2- Travaux en cours de la HAS intitulés « Mieux prévenir et prendre en charge les moments de violence dans l’évolution clinique des patients adultes lors des hospitalisations en services de psychiatrie ».
Constatez-vous un retour de la contention et de la mise à l’isolement ?
Je pense en effet qu’il y a une légère augmentation de ces pratiques. Cela s’explique d’abord par l’évolution de la formation des soignants. Les IDE ont moins d’enseignement de psychiatrie, mais aussi moins de pratique. La formation des psychiatres a, elle aussi, changé, trop axée sur la neurobiologie parfois au détriment de l’approche relationnelle. Par ailleurs, les moyens ont été réduits : moins d’IDE, quasiment plus de psychiatres, moins de lits… La pression sécuritaire croissante pour éviter les sorties sans autorisation (ou « fugue du patient ») est un autre facteur.
Comment prévenir ces pratiques ?
Outre une réforme de la formation, il faut mettre en place des réunions cliniques et d’éthique afin que les soignants puissent réfléchir ensemble à leurs pratiques. La communication entre psychiatres et infirmiers, à cet égard, est importante. Par ailleurs, dans les cas où la contention ou l’isolement sont nécessaires, il faut faire en sorte de faire vivre le soin, d’être bienfaisant, en allant voir régulièrement le patient, en faisant preuve de sollicitude à son égard, en le faisant se sentir humain.
La loi de santé peut-elle faire évoluer ces usages ?
La loi induit des changements dans les pratiques. Elle affirme que ces mesures ne peuvent pas être prises sur la seule initiative infirmière, qu’elles impliquent une décision d’un psychiatre après discussion en équipe, une réévaluation régulière et qu’elles ne peuvent pas être mises en place pour prévenir une sortie sans autorisation, permettant ainsi de sortir de la pression sécuritaire. Enfin, la tenue d’un registre peut faire prendre conscience aux soignants que ces mesures ne sont pas anodines.
PROPOS RECUEILLIS PAR C. B.
1- Co-auteur de « Usage de la contention en psychiatrie : vécu soignant et perspectives éthiques », L’Encéphale, 2013, vol. 39, issue 4.
──────────
## Consigne 1
Dans l'entretien sur la contention et l'isolement en psychiatrie, dressez la liste de tout ce que la loi de santé « affirme » au sujet de ces mesures.
## Consigne 2
Recopiez le passage de l'entretien qui commence à « PROPOS RECUEILLIS PAR » et se termine à « 39, issue 4. ».

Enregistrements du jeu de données
──────────
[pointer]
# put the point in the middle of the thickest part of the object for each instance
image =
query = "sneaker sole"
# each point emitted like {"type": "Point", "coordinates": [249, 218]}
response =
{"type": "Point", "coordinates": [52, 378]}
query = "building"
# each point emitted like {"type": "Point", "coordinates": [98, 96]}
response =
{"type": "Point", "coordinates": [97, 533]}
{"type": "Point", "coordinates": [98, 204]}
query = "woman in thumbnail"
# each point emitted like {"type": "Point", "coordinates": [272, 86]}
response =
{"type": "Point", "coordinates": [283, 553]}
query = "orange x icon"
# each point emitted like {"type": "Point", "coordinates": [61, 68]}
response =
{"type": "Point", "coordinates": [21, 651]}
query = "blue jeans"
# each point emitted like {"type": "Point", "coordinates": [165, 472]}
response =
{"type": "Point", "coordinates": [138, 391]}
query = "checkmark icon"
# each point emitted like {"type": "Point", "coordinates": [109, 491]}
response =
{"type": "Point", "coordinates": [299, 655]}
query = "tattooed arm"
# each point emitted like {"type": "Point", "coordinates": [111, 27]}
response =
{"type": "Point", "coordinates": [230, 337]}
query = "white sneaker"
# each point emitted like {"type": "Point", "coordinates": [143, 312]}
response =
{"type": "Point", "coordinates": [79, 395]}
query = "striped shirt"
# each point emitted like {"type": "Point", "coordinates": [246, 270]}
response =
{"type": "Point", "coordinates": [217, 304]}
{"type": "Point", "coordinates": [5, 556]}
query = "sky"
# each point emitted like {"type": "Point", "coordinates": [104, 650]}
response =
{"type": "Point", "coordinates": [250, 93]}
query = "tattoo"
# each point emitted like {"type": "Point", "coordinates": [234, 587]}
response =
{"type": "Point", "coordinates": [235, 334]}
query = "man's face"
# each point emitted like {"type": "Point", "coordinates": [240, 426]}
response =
──────────
## Réponse 1
- Elles ne peuvent pas être prises sur la seule initiative infirmière.
- Elles impliquent une décision d'un psychiatre après discussion en équipe.
- Elles impliquent une réévaluation régulière.
- Elles ne peuvent pas être mises en place pour prévenir une sortie sans autorisation.

## Réponse 2
PROPOS RECUEILLIS PAR C. B.
1- Co-auteur de « Usage de la contention en psychiatrie : vécu soignant et perspectives éthiques », L’Encéphale, 2013, vol. 39, issue 4.